Image box annotation records:
%%
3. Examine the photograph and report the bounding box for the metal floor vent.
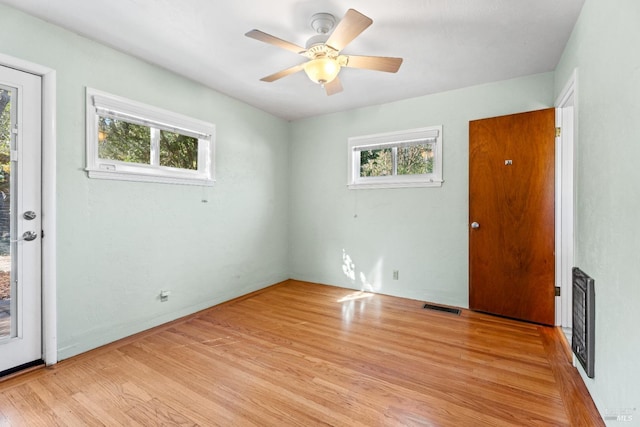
[571,267,595,378]
[422,304,460,316]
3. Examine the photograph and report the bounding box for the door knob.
[22,231,38,242]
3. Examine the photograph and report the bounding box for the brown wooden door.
[469,108,555,325]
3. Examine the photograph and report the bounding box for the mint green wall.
[0,6,289,359]
[555,0,640,425]
[290,73,553,307]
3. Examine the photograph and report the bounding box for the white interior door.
[0,66,42,374]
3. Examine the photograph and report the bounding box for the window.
[87,88,215,185]
[348,126,442,189]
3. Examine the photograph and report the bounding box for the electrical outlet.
[160,291,171,302]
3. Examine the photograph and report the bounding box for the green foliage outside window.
[98,117,198,170]
[360,144,434,177]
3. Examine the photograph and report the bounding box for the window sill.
[86,169,215,187]
[347,180,444,190]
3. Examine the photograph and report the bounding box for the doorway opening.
[556,70,578,342]
[0,53,57,365]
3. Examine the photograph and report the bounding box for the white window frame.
[86,87,215,186]
[347,126,443,189]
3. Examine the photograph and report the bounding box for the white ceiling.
[0,0,584,120]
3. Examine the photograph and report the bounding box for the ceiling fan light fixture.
[304,56,340,85]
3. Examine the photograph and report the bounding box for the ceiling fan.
[245,9,402,95]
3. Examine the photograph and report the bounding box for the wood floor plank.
[0,280,603,426]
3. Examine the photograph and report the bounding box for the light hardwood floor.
[0,281,604,426]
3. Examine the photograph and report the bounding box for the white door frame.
[0,53,58,365]
[555,69,578,331]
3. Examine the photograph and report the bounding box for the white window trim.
[347,126,443,189]
[86,87,215,186]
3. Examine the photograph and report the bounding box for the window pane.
[160,130,198,170]
[360,148,393,177]
[98,117,151,165]
[0,88,11,340]
[398,144,435,175]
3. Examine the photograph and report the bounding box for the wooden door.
[469,108,555,325]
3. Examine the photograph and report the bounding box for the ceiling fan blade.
[345,55,402,73]
[326,9,373,52]
[260,62,305,82]
[245,30,307,54]
[324,76,342,96]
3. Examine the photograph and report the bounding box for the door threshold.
%%
Please write out every one of the items above again, word for word, but leave the pictures out.

3. Examine the photograph and report the bounding box for the metal floor vent.
[571,267,595,378]
[422,304,460,316]
3. Examine the photograph and report the bounding box for the door knob.
[22,231,38,242]
3. Examine the photograph and report the bounding box for the brown wooden door.
[469,108,555,325]
3. Examine the photograph and report the bounding box for the mint green wall.
[0,6,289,359]
[555,0,640,425]
[290,73,553,307]
3. Examine the photograph and report the bounding box for the white interior door.
[0,66,42,374]
3. Examine the photograph and report the bounding box for the window.
[87,88,215,185]
[348,126,442,189]
3. Examine the photograph and report the bounding box for the electrical outlet.
[160,291,171,302]
3. Examine the photograph and report the bounding box for the green foliage outside window.
[98,117,198,170]
[360,144,434,177]
3. Examine the photograph and report the bounding box for the window sill.
[86,169,215,187]
[347,180,444,190]
3. Examine the photograph and report the bounding box for the doorway opening.
[556,70,578,342]
[0,53,57,365]
3. Examine the photograph and report the bounding box for the white window frame.
[86,87,215,186]
[347,126,443,189]
3. Examine the photograph and report the bounding box for the white ceiling.
[0,0,584,120]
3. Examine the photograph and report the bounding box for the ceiling fan light fixture.
[304,56,340,85]
3. Examine the photograph and report the bounding box for the ceiling fan.
[245,9,402,95]
3. Examine the photograph and report the bounding box for the wood floor plank.
[0,280,603,426]
3. Examine the photograph and report the bounding box for the light hardwood floor.
[0,281,604,426]
3. Examine the photograph and report the bounding box for the white door frame.
[0,53,58,365]
[555,69,578,331]
3. Examine the photograph and report the bounding box for the white window trim.
[347,126,443,189]
[86,87,215,186]
3. Examine the photograph and report the bounding box for the window pane.
[160,130,198,170]
[360,148,393,177]
[98,117,151,165]
[0,88,11,340]
[398,144,435,175]
3. Examine the photograph and report the bounding box for the wooden door.
[469,108,555,325]
3. Examine the photograph and report the bounding box for the ceiling fan blade.
[345,55,402,73]
[326,9,373,52]
[260,62,305,82]
[245,30,307,54]
[324,76,342,96]
3. Examine the photograph and report the bounding box for the door threshold.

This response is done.